### 提示文
◇ ◇ ◇ ◇ ◇
前のGDP速報値の記事でギリシャを取り上げ、「破たんの先延ばしではないか」と述べばしたが、EUの緊縮策受入れの是非をめぐる国民投票後の状況なども含めてお知らせします。


 緊縮策受入れ後の現在の状況はこちら (日経新聞8/15)をご覧ください。

 

 日本でも(見当違いの方向で)あれだけ大騒ぎしたギリシャの国民投票でEUの支援策(その代わりに緊縮策を受入れ義務あり)が否決されたにも関わらず、現チプラス政権は結局は支援策を受入れ、今月14日に3年間で最大860億ユーロ(約11兆9千億円)の金融支援(過去3回目)が決定した。

 しかし、それには日経新聞曰く「3つの課題」があるとしています。

 第1の課題は巨額に膨らんだ債務をギリシャが本当に返済できるか。

 IMFは過去2回の支援に加わってきたが、今回は参加を留保した。

  第2の課題は、ギリシャが支援の条件となる改革を約束通り実行できるか。

 EUは15年のギリシャの国内総生産(GDP)が前年比2.3%減、16年も1.3%減とマイナス成長を予測する。景気冷え込みが長引けば、増税や歳出カットなど財政緊縮策を計画通りに進めるのが難しくなる。


 第3の課題は改革の断行に必要な内政の安定だ。支援の正式合意を控え、追加の財政改革法案を可決した14日のギリシャ議会では、チプラス首相率いる与党・急進左派連合(SYRIZA)から40人超と過去最多の造反者が出た。「自殺の代わりに生き延びる選択をした」。「反緊縮」を掲げてきた首相は採決前の討論で、緊縮受け入れへ転換した理由をこう説明。なお緊縮策への反対姿勢を崩さない造反組を非難した。
◇ ◇ ◇ ◇ ◇
抽出レコード

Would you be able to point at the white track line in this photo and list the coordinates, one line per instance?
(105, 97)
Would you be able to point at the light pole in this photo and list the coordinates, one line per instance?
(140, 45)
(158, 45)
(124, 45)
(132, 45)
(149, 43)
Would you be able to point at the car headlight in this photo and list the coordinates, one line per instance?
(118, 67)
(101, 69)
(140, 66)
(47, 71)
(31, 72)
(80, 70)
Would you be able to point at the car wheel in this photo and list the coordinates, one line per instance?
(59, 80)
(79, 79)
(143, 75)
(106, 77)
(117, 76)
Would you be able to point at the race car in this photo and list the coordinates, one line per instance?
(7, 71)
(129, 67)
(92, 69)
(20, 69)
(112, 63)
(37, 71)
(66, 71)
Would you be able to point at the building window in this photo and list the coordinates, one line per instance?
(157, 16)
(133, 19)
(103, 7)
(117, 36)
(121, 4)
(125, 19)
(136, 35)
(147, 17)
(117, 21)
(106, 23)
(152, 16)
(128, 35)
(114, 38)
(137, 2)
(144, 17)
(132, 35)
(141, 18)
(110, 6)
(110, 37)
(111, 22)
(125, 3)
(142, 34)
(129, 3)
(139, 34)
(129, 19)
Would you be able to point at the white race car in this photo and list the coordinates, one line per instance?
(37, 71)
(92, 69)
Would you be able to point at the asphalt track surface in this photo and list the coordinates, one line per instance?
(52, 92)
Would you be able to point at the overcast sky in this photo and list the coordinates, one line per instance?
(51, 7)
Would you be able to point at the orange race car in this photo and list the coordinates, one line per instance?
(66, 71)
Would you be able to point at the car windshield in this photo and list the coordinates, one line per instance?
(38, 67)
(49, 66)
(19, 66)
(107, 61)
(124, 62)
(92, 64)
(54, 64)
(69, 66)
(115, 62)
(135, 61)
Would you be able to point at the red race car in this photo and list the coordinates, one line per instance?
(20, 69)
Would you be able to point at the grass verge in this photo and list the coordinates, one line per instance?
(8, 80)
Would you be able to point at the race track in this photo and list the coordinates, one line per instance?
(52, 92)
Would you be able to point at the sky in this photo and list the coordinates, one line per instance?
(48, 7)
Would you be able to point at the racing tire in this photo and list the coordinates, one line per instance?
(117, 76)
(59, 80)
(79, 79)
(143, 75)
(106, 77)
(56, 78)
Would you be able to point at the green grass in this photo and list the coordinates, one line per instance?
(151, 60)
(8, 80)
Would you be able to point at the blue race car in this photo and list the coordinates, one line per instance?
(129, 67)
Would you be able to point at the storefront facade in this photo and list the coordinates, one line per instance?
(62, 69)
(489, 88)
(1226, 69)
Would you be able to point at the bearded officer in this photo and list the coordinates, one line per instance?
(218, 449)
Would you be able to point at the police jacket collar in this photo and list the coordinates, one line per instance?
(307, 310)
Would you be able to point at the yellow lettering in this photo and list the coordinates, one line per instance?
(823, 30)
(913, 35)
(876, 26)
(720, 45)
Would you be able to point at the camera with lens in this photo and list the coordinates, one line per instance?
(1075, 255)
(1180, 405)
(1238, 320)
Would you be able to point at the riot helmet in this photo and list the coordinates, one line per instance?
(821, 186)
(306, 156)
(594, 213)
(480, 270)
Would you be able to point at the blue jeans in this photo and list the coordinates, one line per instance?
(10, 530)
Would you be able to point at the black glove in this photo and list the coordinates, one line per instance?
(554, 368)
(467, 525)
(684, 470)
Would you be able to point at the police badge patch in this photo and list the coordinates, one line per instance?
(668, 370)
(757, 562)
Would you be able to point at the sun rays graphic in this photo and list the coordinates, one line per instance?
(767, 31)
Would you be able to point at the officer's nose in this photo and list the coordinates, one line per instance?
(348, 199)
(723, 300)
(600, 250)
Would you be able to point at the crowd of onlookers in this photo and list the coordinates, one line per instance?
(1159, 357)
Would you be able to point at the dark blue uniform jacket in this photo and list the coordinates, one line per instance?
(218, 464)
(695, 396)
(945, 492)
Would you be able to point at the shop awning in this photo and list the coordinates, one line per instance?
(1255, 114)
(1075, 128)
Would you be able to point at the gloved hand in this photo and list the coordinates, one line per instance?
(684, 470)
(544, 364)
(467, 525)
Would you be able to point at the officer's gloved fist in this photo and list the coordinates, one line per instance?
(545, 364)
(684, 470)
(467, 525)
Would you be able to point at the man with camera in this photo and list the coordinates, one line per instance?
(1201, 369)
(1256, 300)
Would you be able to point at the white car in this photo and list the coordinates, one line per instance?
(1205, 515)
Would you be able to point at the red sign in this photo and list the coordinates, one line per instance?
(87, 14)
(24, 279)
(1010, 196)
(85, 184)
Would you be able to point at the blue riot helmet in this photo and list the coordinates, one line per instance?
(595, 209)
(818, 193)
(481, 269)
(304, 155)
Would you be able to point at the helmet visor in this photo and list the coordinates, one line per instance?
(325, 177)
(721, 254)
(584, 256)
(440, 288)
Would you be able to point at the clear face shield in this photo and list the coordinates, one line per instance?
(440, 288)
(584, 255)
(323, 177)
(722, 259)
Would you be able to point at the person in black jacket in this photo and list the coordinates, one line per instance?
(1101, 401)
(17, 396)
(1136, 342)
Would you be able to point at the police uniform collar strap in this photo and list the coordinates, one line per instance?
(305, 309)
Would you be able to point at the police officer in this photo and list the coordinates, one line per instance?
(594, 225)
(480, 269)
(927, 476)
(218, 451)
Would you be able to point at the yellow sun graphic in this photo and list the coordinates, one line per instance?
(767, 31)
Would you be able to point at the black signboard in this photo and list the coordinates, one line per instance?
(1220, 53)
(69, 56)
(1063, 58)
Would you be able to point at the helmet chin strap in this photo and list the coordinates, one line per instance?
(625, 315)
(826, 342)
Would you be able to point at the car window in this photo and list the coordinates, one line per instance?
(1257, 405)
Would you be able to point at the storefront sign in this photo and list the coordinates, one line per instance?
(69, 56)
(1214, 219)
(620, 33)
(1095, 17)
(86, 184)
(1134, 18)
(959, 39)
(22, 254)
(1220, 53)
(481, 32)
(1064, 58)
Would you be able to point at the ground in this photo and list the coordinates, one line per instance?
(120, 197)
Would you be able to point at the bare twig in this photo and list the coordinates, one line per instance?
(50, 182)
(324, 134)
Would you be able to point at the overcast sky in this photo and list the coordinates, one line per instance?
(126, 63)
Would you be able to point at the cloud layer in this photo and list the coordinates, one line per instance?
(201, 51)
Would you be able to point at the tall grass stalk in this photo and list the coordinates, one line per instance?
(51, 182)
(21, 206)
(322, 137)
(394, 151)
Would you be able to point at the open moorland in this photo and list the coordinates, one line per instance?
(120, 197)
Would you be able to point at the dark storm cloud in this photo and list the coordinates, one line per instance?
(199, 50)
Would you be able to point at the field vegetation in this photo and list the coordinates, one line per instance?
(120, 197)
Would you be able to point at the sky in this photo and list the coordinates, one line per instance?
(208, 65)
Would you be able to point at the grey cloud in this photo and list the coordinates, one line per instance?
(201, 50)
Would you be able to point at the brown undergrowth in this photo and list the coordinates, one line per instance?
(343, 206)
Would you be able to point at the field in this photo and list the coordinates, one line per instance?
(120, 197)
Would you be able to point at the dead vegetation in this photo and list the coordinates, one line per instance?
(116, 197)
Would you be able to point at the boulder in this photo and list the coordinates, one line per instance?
◇ ◇ ◇ ◇ ◇
### 出題 A
提示文で、今月14日に決まったギリシャへの金融支援の規模はどれだけですか。
### 出題 B
提示文の「IMFは過去2回の支援に加わってきたが、今回は参加を留保した。」という文を英語に訳してください。
### 出題 C
次の(i)〜(iii)が提示文の内容と合っているかどうか、それぞれ「はい」か「いいえ」で答え、判断の決め手になる提示文の言葉をそのまま引用してください。
(i) EUは16年のギリシャのGDPをプラス成長と予測している。
(ii) 14日のギリシャ議会では、与党から40人を超える造反者が出た。
(iii) 今回の金融支援は過去3回目にあたる。

### 正解 A
3年間で最大860億ユーロ(約11兆9千億円)です。

### 正解 B
The IMF took part in the previous two rounds of support, but this time it has held off on participating.

### 正解 C
(i) いいえ。「16年も1.3%減とマイナス成長を予測する」
(ii) はい。「チプラス首相率いる与党・急進左派連合(SYRIZA)から40人超と過去最多の造反者が出た」
(iii) はい。「金融支援(過去3回目)」